** start of Provided information **

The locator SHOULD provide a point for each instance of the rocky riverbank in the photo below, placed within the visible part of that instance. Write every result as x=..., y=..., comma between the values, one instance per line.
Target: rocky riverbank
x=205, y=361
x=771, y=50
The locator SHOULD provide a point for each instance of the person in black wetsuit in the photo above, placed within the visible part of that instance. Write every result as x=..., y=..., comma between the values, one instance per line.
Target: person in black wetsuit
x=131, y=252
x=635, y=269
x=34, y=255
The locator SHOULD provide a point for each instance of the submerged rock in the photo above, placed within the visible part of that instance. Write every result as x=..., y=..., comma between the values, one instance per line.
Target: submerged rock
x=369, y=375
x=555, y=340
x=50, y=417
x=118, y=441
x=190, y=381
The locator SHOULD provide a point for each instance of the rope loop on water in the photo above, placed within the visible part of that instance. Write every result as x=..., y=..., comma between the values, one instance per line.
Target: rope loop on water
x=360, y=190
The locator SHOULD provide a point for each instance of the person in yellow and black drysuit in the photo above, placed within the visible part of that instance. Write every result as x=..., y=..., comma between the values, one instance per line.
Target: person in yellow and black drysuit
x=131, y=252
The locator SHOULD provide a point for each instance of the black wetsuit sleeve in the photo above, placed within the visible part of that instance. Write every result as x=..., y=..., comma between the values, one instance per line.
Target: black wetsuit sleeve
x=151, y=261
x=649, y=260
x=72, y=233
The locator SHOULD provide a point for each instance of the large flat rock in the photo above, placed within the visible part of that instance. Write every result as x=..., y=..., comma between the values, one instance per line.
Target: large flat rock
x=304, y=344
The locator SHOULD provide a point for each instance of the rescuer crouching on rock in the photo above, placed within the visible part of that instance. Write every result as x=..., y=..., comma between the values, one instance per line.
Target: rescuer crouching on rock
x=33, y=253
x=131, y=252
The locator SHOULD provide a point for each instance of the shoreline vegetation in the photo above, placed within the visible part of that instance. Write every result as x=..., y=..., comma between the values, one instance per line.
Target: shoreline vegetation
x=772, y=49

** end of Provided information **

* What the task requires *
Echo every entry above word for word, line by line, without changing anything.

* Output of the exercise *
The locator SHOULD provide a point for each instance of the rocky riverbank in the photo below, placed within the visible part of that instance. Write every result as x=..., y=..., comma between the values, one instance per line.
Target: rocky riverbank
x=205, y=361
x=771, y=50
The locator SHOULD provide a point for each instance of the person in black wetsuit in the photo above, placed within the visible part of that instance. Write every result as x=..., y=..., comma between the values, one instance per line.
Target: person in black wetsuit
x=131, y=252
x=635, y=269
x=34, y=255
The locator SHOULD provide a point for each instance of the submerged rock in the photo above, placed within the visible part of that instance. Write every result as x=..., y=..., comma between the values, one instance per line.
Target: submerged rock
x=369, y=375
x=555, y=340
x=50, y=417
x=118, y=441
x=190, y=381
The locator SHOULD provide a point for each instance of the rope loop on water in the photo above, placed within the visible part of that instance. Write every result as x=..., y=..., comma between the values, one instance per line.
Target: rope loop on water
x=360, y=190
The locator SHOULD provide a point for each instance of the person in yellow and black drysuit in the photo above, placed within the visible part of that instance. Write every result as x=..., y=..., comma between the values, one instance per line.
Target: person in yellow and black drysuit
x=131, y=252
The locator SHOULD provide a point for each instance of the black wetsuit sleeve in the photo above, placed within the visible part of that instance. Write every result as x=..., y=..., comma between the values, one instance per line.
Target: black wetsuit sleeve
x=151, y=261
x=649, y=260
x=72, y=233
The locator SHOULD provide a point for each instance of the large flat rock in the photo above, placed within the visible part of that instance. Write every result as x=..., y=..., comma between the values, one instance per line.
Target: large flat rock
x=304, y=344
The locator SHOULD provide a point for each instance of the rescuer crouching on rock in the photo above, placed within the visible part of that instance. Write every result as x=..., y=..., comma between the values, one instance per line.
Target: rescuer crouching on rock
x=33, y=253
x=131, y=252
The locator SHOULD provide a point for each instance of the shoreline vegetation in the photo above, placed within the visible part of that instance. Write every result as x=..., y=..., comma between the values, one instance per line.
Target: shoreline vegetation
x=772, y=49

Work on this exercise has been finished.